#### [Wat wordt verwacht]
Kopieer alstublieft uit de tekst over het advies van de Raad van State hieronder woord voor woord het stuk van "Raad van State kritisch" tot en met "door jurisprudentie) codificeert.".

#### [Leestekst]
——————
Raad van State kritisch op wetsvoorstel Verduidelijking beoordeling arbeidsrelaties en rechtsvermoeden

18 november 2024

De Raad van State bracht op 11 november 2024 uit advies over het wetsvoorstel Verduidelijking beoordeling arbeidsrelaties en rechtsvermoeden (VBAR). De Raad van State is kritisch op het wetsvoorstel en merkt hierbij op dat het een beperkte bijdrage zal leveren aan de aanpak van schijnzelfstandigheid. De reden hiervoor is dat het voorstel vooral het geldende recht (ingevuld door jurisprudentie) codificeert.

In zijn advies geeft de Raad een toetsingskader dat het onderscheid tussen werknemers een zzp’ers moet verduidelijken. Doel hiervan is om schijnzelfstandigheid te verminderen. Het wetsvoorstel (met als beoogde ingangsdatum 1 januari 2026) geeft daartoe een nadere invulling van het zogenaamde gezagscriterium in de wettelijke definitie van de arbeidsovereenkomst. Daarnaast introduceert het voorstel een rechtsvermoeden op basis van een uurtarief van € 33 of minder.

Het voorgestelde toetsingskader suggereert volgens de adviseur een mate van exactheid die moeilijk waargemaakt kan worden. De voorgenomen beëindiging van het handhavingsmoratorium in het kader van de huidige Wet Deregulering Beoordeling Arbeidsrelaties (Wet DBA) zal een effectievere aanpak kunnen vormen, aldus de Raad van State.

De Raad van State waarschuwt verder dat een sterke toename in het aantal kwalificaties van zzp-relaties als arbeidsovereenkomst ingrijpende gevolgen kan hebben voor werkgevers en pensioenfondsen. Het advies aan de regering is om hieraan meer aandacht te besteden.

Het is nu aan de minister Van Hijum van Sociale Zaken en Werkgelegenheid om te besluiten of hij het wetsvoorstel VBAR naar aanleiding van het advies wil aanpassen.
——————
#### [Ruwe gegevens]
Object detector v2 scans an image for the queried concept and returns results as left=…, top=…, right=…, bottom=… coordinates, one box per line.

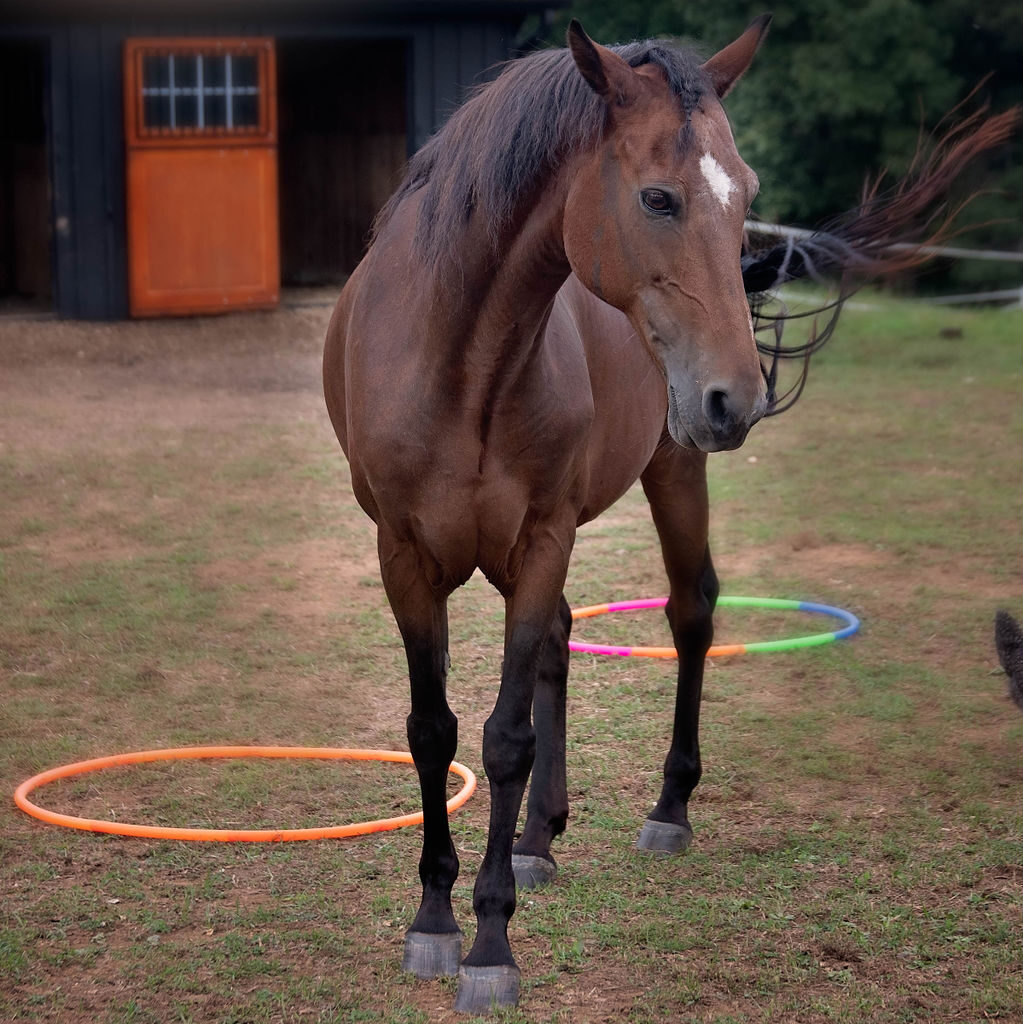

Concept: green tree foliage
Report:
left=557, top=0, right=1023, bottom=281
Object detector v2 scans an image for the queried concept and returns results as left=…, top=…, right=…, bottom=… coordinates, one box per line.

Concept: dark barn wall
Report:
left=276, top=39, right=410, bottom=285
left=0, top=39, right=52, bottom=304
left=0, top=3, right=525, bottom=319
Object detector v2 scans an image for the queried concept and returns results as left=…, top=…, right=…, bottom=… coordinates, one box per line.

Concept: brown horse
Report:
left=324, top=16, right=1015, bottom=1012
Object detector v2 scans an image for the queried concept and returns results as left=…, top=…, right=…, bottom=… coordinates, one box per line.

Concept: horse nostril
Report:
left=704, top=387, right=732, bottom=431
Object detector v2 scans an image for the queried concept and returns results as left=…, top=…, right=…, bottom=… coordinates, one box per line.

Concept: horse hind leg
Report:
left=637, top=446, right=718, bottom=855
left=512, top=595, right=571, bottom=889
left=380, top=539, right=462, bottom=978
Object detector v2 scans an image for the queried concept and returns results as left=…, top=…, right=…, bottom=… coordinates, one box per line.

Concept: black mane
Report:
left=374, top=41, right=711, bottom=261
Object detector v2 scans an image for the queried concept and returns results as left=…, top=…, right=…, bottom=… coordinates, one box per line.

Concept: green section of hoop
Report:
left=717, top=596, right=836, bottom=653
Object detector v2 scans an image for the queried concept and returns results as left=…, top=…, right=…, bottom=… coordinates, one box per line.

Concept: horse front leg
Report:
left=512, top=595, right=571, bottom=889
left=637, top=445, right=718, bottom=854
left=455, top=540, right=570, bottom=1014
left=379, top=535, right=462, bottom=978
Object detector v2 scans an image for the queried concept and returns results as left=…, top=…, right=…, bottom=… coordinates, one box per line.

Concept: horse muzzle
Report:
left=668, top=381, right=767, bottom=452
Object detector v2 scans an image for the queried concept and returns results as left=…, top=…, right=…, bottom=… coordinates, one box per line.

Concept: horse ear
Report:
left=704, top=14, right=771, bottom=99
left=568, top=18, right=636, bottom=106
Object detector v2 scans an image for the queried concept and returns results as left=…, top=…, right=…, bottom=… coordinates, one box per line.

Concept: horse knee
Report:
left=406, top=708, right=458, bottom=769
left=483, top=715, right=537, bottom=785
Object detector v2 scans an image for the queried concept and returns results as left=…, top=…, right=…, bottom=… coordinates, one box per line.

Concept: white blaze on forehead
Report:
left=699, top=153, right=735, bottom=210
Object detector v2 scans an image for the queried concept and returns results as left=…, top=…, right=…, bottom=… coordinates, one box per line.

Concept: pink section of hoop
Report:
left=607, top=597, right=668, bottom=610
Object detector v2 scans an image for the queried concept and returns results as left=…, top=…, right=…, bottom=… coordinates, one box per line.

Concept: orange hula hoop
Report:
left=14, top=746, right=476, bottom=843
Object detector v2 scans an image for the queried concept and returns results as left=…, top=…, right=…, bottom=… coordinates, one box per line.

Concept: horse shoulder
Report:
——————
#### [Antwoord op opdracht]
Raad van State kritisch op wetsvoorstel Verduidelijking beoordeling arbeidsrelaties en rechtsvermoeden

18 november 2024

De Raad van State bracht op 11 november 2024 uit advies over het wetsvoorstel Verduidelijking beoordeling arbeidsrelaties en rechtsvermoeden (VBAR). De Raad van State is kritisch op het wetsvoorstel en merkt hierbij op dat het een beperkte bijdrage zal leveren aan de aanpak van schijnzelfstandigheid. De reden hiervoor is dat het voorstel vooral het geldende recht (ingevuld door jurisprudentie) codificeert.